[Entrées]
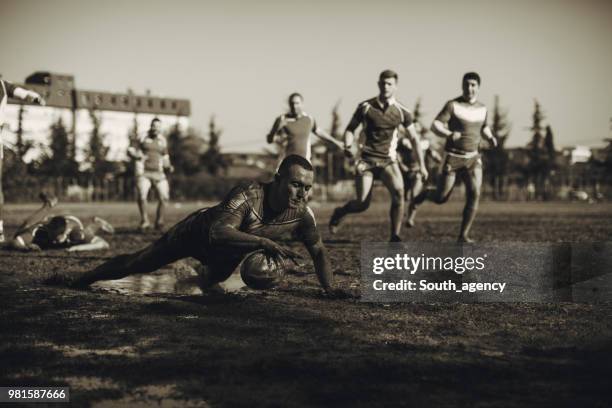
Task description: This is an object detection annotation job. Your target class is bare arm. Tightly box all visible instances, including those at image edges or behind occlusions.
[66,237,110,252]
[266,116,284,143]
[480,126,497,147]
[210,216,301,259]
[306,238,334,292]
[406,123,429,178]
[13,87,45,106]
[431,119,454,138]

CONSIGNE DE L'EXERCICE: Recopiez toutes les entrées ci-dessus en remplaçant « bare arm » par « bare hand » et en conservant tout le reste tel quel. N'incluez pas les images dans votre réponse.

RÉPONSE COMPLÈTE:
Task description: This is an object detection annotation job. Your target class is bare hand. Tightly box all visible instances, including those at image edges or behind occlusions.
[66,237,110,252]
[266,116,284,143]
[480,126,497,147]
[210,216,301,259]
[306,238,334,292]
[406,123,429,178]
[13,87,45,106]
[431,119,454,138]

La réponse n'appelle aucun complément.